Start of Block

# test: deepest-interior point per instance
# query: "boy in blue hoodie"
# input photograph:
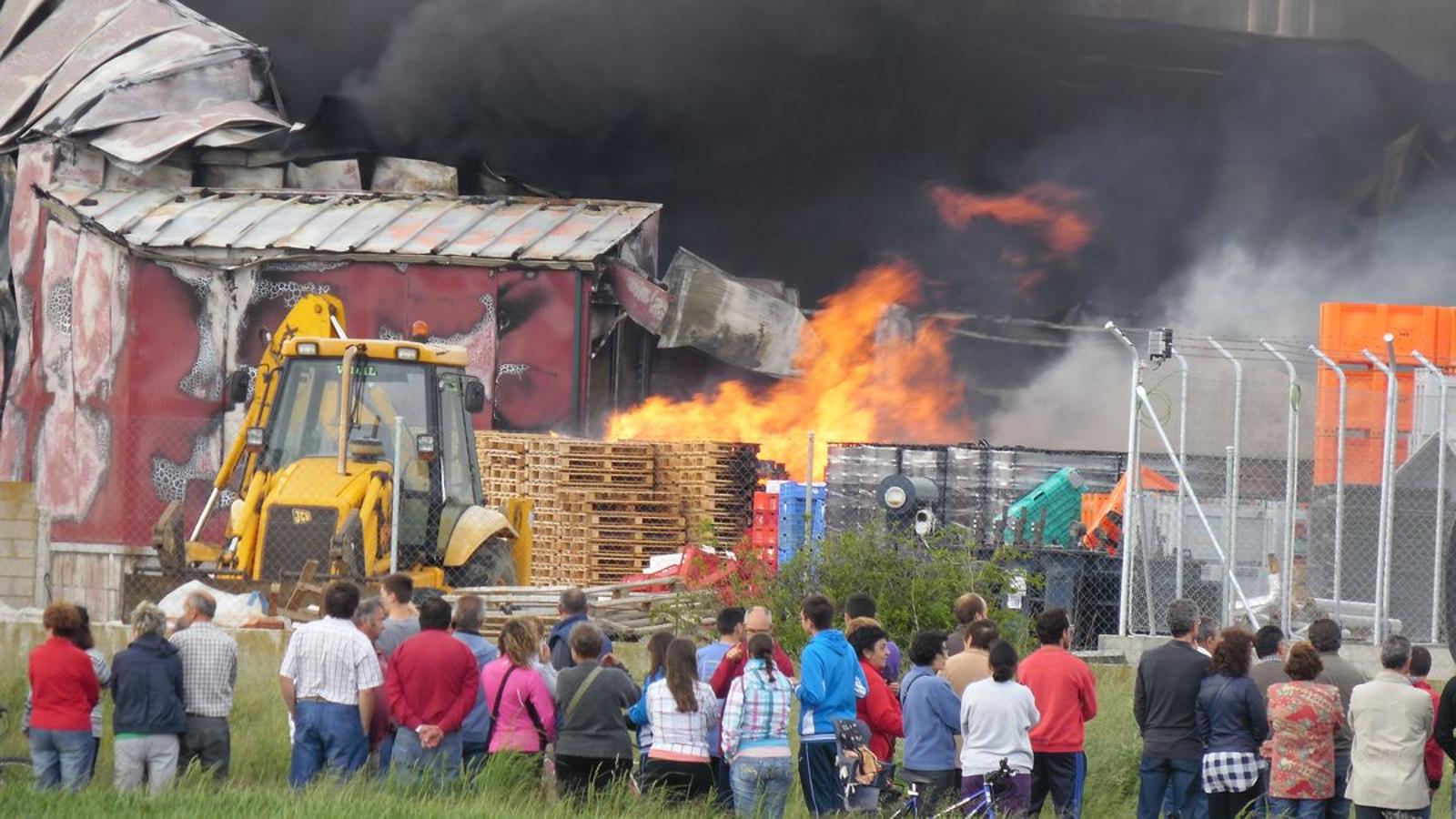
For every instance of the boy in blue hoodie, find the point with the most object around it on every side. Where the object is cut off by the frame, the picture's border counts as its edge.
(829, 683)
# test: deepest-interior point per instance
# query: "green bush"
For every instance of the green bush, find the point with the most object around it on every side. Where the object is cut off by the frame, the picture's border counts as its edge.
(915, 583)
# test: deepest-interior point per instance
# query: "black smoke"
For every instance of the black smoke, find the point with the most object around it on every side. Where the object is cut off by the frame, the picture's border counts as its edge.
(795, 138)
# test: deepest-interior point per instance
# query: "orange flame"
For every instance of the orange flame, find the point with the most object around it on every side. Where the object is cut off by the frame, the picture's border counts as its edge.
(1060, 217)
(849, 387)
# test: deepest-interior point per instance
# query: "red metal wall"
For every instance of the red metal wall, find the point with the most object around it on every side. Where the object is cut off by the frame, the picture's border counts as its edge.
(116, 402)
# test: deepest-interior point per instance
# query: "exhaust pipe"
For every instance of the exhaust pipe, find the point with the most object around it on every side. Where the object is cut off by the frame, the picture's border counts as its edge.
(346, 389)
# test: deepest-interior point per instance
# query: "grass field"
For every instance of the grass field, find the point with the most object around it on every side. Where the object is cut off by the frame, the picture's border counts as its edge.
(261, 760)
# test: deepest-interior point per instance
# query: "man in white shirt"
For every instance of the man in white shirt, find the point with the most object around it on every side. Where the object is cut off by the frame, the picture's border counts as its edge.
(328, 676)
(208, 675)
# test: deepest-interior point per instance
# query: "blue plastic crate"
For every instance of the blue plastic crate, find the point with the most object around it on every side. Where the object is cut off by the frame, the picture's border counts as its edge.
(791, 518)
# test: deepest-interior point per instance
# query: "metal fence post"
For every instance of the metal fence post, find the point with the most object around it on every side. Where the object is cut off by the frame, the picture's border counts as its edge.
(393, 504)
(1183, 452)
(1382, 548)
(1232, 501)
(1441, 496)
(1193, 496)
(1290, 489)
(1340, 468)
(1130, 489)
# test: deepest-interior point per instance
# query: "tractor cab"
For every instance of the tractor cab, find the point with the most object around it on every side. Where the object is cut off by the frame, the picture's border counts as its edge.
(325, 458)
(339, 433)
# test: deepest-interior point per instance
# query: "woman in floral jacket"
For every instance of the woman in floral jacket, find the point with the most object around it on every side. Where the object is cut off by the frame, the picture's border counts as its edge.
(1303, 720)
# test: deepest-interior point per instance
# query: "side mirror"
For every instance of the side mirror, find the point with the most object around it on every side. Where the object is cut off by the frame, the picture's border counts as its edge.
(237, 388)
(254, 439)
(426, 446)
(473, 397)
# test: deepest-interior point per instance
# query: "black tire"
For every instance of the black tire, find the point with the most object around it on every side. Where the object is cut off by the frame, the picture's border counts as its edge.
(351, 544)
(491, 564)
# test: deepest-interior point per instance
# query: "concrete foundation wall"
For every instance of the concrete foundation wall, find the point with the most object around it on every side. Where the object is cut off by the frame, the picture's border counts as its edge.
(24, 554)
(89, 574)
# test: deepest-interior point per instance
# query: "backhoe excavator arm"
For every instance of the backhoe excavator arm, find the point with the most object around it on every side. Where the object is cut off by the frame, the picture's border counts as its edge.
(317, 315)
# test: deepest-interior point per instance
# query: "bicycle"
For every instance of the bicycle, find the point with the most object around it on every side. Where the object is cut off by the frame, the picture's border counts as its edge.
(12, 765)
(976, 806)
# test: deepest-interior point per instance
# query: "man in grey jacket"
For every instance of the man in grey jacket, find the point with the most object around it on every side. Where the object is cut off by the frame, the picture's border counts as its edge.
(1325, 636)
(1164, 702)
(1390, 720)
(593, 745)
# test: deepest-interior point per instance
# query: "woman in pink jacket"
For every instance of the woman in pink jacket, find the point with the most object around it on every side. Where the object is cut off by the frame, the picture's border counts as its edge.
(523, 717)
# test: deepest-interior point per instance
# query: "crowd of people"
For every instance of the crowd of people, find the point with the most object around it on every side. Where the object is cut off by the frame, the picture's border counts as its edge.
(1247, 724)
(1232, 723)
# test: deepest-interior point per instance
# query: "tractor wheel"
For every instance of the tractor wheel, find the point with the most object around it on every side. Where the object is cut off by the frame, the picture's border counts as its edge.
(491, 564)
(349, 542)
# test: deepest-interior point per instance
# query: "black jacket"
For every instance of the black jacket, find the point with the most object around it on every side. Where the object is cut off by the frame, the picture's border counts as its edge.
(146, 682)
(1165, 700)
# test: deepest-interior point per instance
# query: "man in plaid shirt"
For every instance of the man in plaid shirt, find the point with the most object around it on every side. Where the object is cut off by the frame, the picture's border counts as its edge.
(328, 680)
(208, 675)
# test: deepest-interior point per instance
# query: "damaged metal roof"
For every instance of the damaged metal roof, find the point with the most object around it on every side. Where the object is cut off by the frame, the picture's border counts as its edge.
(238, 228)
(136, 79)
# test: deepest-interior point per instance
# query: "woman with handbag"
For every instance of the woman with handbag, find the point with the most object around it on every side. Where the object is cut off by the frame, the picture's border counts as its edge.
(593, 746)
(523, 716)
(1234, 724)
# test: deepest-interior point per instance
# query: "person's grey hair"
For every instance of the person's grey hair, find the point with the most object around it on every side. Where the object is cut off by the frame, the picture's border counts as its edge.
(574, 601)
(1208, 629)
(586, 640)
(368, 610)
(470, 612)
(203, 603)
(1395, 652)
(1183, 617)
(149, 618)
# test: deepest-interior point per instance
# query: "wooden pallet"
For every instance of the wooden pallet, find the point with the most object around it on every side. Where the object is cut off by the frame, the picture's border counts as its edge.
(577, 448)
(590, 479)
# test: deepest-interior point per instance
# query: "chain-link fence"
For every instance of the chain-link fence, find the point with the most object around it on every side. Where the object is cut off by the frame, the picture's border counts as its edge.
(1305, 506)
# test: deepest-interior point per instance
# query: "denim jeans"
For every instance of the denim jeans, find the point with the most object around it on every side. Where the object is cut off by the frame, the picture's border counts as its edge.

End of Block

▸ **Problem**
Set down the entries shown above once more, exactly as they read, but without pictures.

▸ **Answer space**
# test: deepest-interior point per instance
# query: "boy in blue hoodie"
# input photograph:
For every instance of the boy in blue hoodie, find the point with the most object around it on every side. Where the object is cut off by the frame, the picture's border counts as its edge.
(829, 683)
# test: deepest-interior point per instance
# query: "green bush"
For every instance of the green bush, find the point with the most object around it on every side. Where the object is cut off by the frame, the picture's border counts as its edge.
(915, 583)
# test: deepest-interior point per instance
# query: "black smoke"
For every instance of the black smoke, find the point with the most object around it on every side. Where the object is cut off by the frame, the picture's border counts as its edge.
(795, 138)
# test: deepest-interior point per instance
# query: "orange flame"
For every instance of the orange flame, find the point with the most object around it on every side. Where the object is cut off by the frame, the picture's border counts as its edge.
(1060, 217)
(849, 387)
# test: deepest-interior point per instance
# query: "red metal wall"
For every instance of the red metal wall, find the point with the most object around it on every side. Where the object is cut off by the frame, the picture's border counts as its edge.
(116, 402)
# test: deepest-interior point per instance
# query: "exhaust pipe"
For every instance of the exhaust pipe, find the point with the most object around it on every side. Where the object is cut off by the frame, the picture's border counts as its edge.
(346, 389)
# test: deepest-interior point per instance
# query: "grass field"
For every instance of the grass field, find the point with the most object around it on every side. Where the object is cut off by the frame, the picture's border counts as its edge.
(261, 760)
# test: deepest-interior point per instance
# query: "man in white shirt"
For every instance of the man in white shirt, find the point with the most object around it on every side. Where the object is cut off by the frame, the picture's border counts as its edge.
(328, 676)
(208, 675)
# test: deepest-interior point per instance
# query: "blue plastic crate"
For every instance of the blue plastic crate, find the point with the most object around it on every side. Where the object is cut off by the frame, the picture's border counts as its edge.
(791, 518)
# test: deepest-interior point per instance
# query: "metal fence post"
For every instance of the metal fence post, find the point with the most object around it on every side. Where the object is cut off by the frame, the picture's border counts as its edge.
(393, 504)
(1183, 452)
(1382, 548)
(1232, 501)
(1441, 496)
(1193, 496)
(1290, 489)
(1340, 468)
(1130, 489)
# test: deepest-interior point per instance
# query: "tractor cab"
For every instance of the tractor cab, find the point with the most object around it on every side. Where the object is cut off by the frame, the picture's border counts as its edge.
(325, 458)
(339, 433)
# test: deepest-interior point per instance
# query: "woman in floral jacket"
For every instance of the woman in floral jacket, find the point with the most object around it on every side. Where the object is cut off by the frame, the picture's border counts as its edge.
(1303, 720)
# test: deepest-interior point per instance
# query: "side mirror"
For every instance of the side mirror, find the point with the most object around it on every side. Where the object is cut off by the frame, the picture's border counts as its edge.
(237, 388)
(254, 439)
(426, 446)
(473, 397)
# test: deepest-interior point per instance
# query: "black tire"
For every instance of the black tire, find the point with the most object around it on every side. Where the object is cut off by the frame, the picture's border counts as its edge.
(351, 544)
(491, 564)
# test: deepest-interior point per instance
# query: "concrete foundation wall"
For every instance of the concrete foundation wall, find the point with the most object around it on every side. Where the object is cut off by the frame, the picture's border counts as its edge.
(24, 554)
(89, 574)
# test: deepest-interior point per instance
# query: "backhoe excavator arm"
For every instance of the backhoe excavator arm, find the point with the most object around it on every side. Where the object is cut off by the frame, the picture's border counts as its edge.
(317, 315)
# test: deepest-interior point per instance
# query: "bicycle"
For every instance of the bicycle, find the point with the most object around it on every side. Where the object is cut off by the frame, the picture's border counts as its edge.
(12, 765)
(976, 806)
# test: deepest-interior point per instance
# query: "man in grey jacket"
For every instance of the man in grey jacket, find the point with the most object around it on every side. Where the object is cut off by the frame, the picture's border counts as its edge.
(1325, 636)
(1164, 702)
(1390, 720)
(593, 745)
# test: deepest-interior point per instance
# query: "woman in pink jacket"
For every instance of the woman in pink jacket, find the point with the most object around it on every side. Where the object is cut off by the frame, the picture's border counts as its edge.
(523, 717)
# test: deepest-interior point per instance
# query: "crowd of people"
For every instance of the crowd of people, find the point with the most object around it on every side. Where the object is cut off by the frame, the picture's border counts as its edge.
(1247, 724)
(1232, 723)
# test: deepest-interior point per instance
# query: "tractor wheel"
For every instance of the tractor wheel, find the point with the most object around it on every side. Where the object is cut off by the frame, the picture's border counts as its edge.
(491, 564)
(349, 542)
# test: deepest-interior point per instance
# query: "black jacket"
For every instance of the black jacket, find the point with the most object around it on every side. Where the object is cut off by the frame, the picture's border counts as its edge.
(146, 682)
(1165, 700)
# test: deepest-interior point per instance
# query: "man in plaid shirt"
For every instance of the man in plaid shirt, find the point with the most object around it on every side. Where the object is cut off by the frame, the picture's border counts as its edge.
(328, 680)
(208, 675)
# test: deepest-interior point per instance
# query: "damaged metal roof"
For every instance of the damaged metal roof, find the point with the most object around it on every side. Where the object is cut off by the frame, the picture's border counts as its edge.
(238, 228)
(136, 79)
# test: deepest-interior point per instance
# query: "woman with handbag"
For every instance of the woman with handbag, find the point with the most object around it on every side. Where the object is cut off by the frame, the picture's border counts as its edge.
(593, 746)
(523, 716)
(1234, 724)
# test: deepest-interior point per instance
# query: "person's grey hair"
For every instance of the person's grey hair, find the point with the most object around it on every side. Where the object is cut off by the frame, the picture's border counts as its edge.
(574, 601)
(1208, 629)
(586, 640)
(368, 610)
(470, 612)
(203, 603)
(1395, 652)
(1183, 617)
(149, 618)
# test: deepest-interior point per instance
# query: "wooden pallet"
For every instance of the wooden pallet, find the point with the most object around it on every side. Where the object is cut off by the frame, the picture's border counts as its edge.
(577, 448)
(590, 479)
# test: deepest-interior point per instance
# query: "chain-link fence"
For every instance of the chain-link fence, find the point with the most object around it on every side. Where the object is cut off by the frame, the picture's border counts as its edge.
(1305, 506)
# test: deepest-interior point per instance
# query: "denim jeans"
For every instance of the denim jeans, find the point with the most object around it on every side. Where the object is cut off by the frame, the picture's border counts as its edge.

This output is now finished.